──────── ESTRATTO SCELTO

Il bio non è più una moda, e vale 3 miliardi
Nel giorno in cui Expo inaugura il padiglione del bio la Cia diffonde i dati del settore.
Il bio non è più una nicchia, ma è uscito definitamente dalle ‘mode’ per diventare una vera abitudine di spesa, come dimostrano i dati sui consumi domestici che, dal 2007 in poi, hanno sempre fatto registrare segni positivi: +17% nel corso del 2014 e un fatturato che ammonta a 2 miliardi di euro (3,1 se si considera anche l’export).
E anche il mondo produttivo si dà da fare per rendere il segmento del biologico una delle certezze dell’agroalimentare made in Italy: l’Italia è al sesto posto nella classifica mondiale per superfici dedicate e al primo in Europa.

────────────────

* [COMPITO DA SVOLGERE]: Riporta senza modifiche il passo del testo sul biologico da "Il bio non è più una nicchia, ma" a "primo in Europa.".

──────── VOCI RIPORTATE

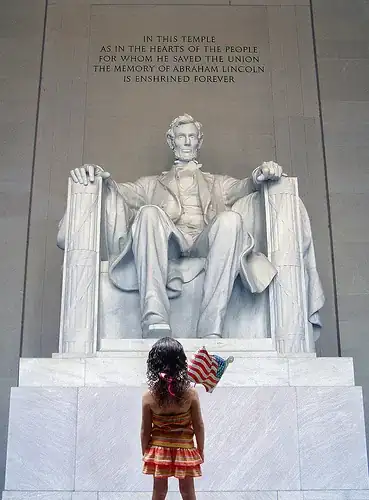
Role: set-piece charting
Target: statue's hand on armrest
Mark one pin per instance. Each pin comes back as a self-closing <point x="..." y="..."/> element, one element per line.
<point x="87" y="174"/>
<point x="268" y="171"/>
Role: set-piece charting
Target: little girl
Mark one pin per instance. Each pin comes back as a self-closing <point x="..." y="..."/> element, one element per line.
<point x="171" y="416"/>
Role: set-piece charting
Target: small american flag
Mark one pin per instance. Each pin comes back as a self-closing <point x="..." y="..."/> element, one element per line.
<point x="207" y="369"/>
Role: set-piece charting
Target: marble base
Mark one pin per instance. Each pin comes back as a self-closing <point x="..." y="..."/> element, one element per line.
<point x="271" y="438"/>
<point x="232" y="495"/>
<point x="130" y="370"/>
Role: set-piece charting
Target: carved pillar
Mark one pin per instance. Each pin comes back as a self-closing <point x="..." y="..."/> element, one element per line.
<point x="287" y="293"/>
<point x="81" y="269"/>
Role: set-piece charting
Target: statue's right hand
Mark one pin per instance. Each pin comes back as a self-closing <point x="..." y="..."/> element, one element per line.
<point x="87" y="174"/>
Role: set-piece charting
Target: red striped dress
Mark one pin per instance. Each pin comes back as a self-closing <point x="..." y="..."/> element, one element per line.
<point x="171" y="450"/>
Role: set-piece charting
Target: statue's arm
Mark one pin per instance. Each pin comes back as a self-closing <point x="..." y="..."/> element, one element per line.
<point x="134" y="194"/>
<point x="235" y="189"/>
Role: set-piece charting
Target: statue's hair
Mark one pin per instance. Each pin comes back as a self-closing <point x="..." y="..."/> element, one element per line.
<point x="182" y="120"/>
<point x="167" y="374"/>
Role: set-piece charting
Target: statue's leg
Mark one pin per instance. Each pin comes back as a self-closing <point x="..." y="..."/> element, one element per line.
<point x="224" y="240"/>
<point x="151" y="232"/>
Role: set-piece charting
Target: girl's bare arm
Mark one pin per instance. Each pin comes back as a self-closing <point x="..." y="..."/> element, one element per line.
<point x="146" y="423"/>
<point x="198" y="423"/>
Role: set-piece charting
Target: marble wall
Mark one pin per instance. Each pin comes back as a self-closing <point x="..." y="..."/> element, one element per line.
<point x="21" y="37"/>
<point x="271" y="438"/>
<point x="342" y="43"/>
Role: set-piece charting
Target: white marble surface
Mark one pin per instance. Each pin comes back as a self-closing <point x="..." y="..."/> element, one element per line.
<point x="336" y="495"/>
<point x="229" y="495"/>
<point x="41" y="442"/>
<point x="116" y="371"/>
<point x="332" y="438"/>
<point x="129" y="368"/>
<point x="261" y="428"/>
<point x="218" y="345"/>
<point x="85" y="495"/>
<point x="321" y="372"/>
<point x="290" y="495"/>
<point x="37" y="495"/>
<point x="258" y="428"/>
<point x="51" y="372"/>
<point x="108" y="440"/>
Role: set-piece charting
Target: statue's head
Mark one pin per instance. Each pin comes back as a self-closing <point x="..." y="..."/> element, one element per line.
<point x="185" y="137"/>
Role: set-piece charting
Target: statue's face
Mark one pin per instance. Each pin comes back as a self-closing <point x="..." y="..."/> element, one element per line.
<point x="186" y="142"/>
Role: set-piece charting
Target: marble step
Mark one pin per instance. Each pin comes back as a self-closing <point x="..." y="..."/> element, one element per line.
<point x="228" y="495"/>
<point x="131" y="371"/>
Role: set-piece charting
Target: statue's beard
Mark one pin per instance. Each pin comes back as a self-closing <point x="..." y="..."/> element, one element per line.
<point x="185" y="157"/>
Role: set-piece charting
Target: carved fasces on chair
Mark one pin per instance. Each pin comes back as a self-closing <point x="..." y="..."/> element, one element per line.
<point x="81" y="269"/>
<point x="287" y="293"/>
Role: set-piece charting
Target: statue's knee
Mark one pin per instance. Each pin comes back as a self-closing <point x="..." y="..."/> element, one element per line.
<point x="149" y="212"/>
<point x="230" y="220"/>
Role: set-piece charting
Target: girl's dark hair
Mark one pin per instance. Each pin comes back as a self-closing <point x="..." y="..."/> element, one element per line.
<point x="167" y="375"/>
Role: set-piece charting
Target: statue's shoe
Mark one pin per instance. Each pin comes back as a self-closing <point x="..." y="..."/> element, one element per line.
<point x="157" y="331"/>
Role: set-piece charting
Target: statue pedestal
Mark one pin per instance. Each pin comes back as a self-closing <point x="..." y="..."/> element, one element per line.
<point x="278" y="427"/>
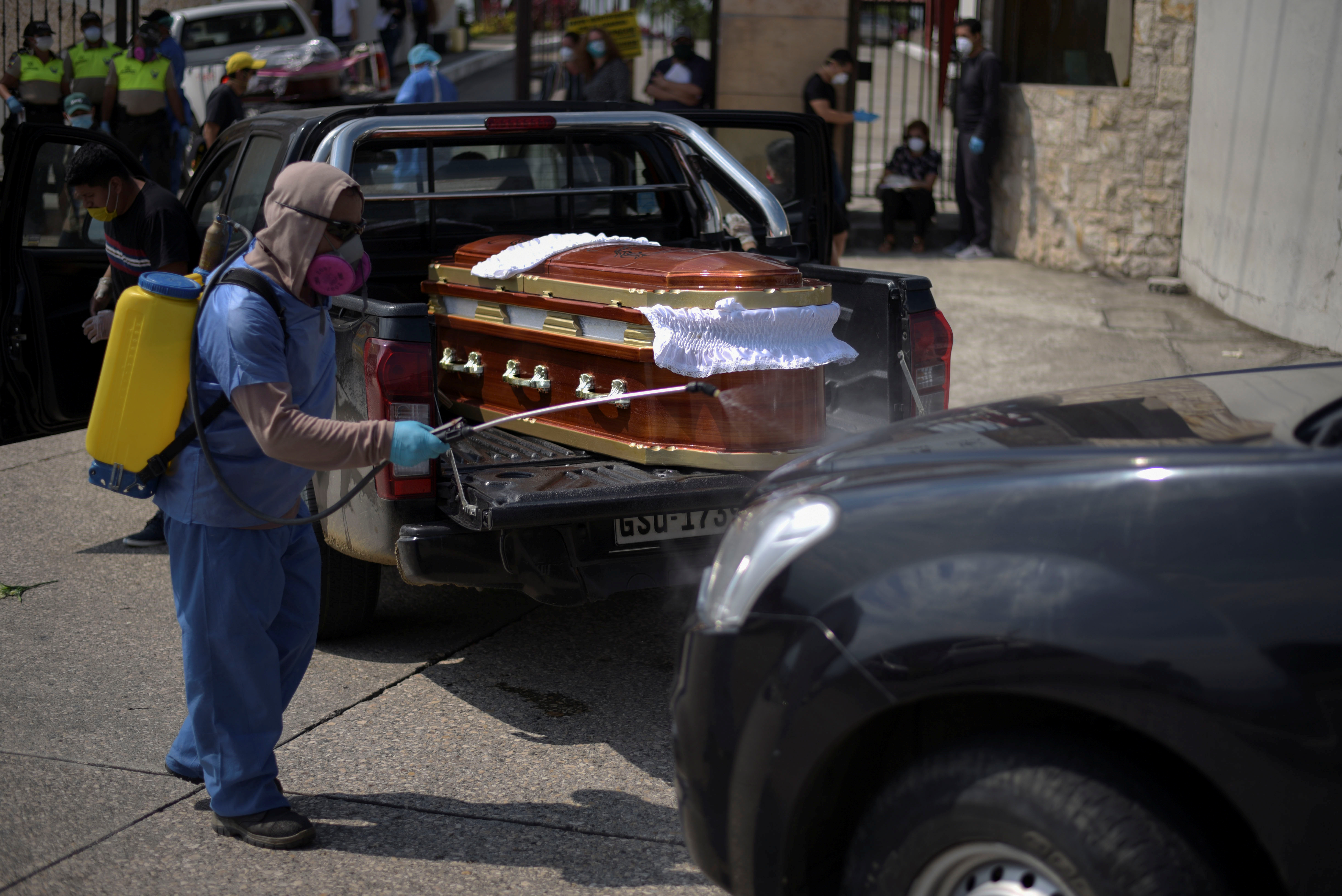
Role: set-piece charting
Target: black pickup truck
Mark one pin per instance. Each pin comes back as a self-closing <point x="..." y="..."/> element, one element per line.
<point x="547" y="514"/>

────────────────

* [RISULTATO QUI SOTTO]:
Il bio non è più una nicchia, ma è uscito definitamente dalle ‘mode’ per diventare una vera abitudine di spesa, come dimostrano i dati sui consumi domestici che, dal 2007 in poi, hanno sempre fatto registrare segni positivi: +17% nel corso del 2014 e un fatturato che ammonta a 2 miliardi di euro (3,1 se si considera anche l’export).
E anche il mondo produttivo si dà da fare per rendere il segmento del biologico una delle certezze dell’agroalimentare made in Italy: l’Italia è al sesto posto nella classifica mondiale per superfici dedicate e al primo in Europa.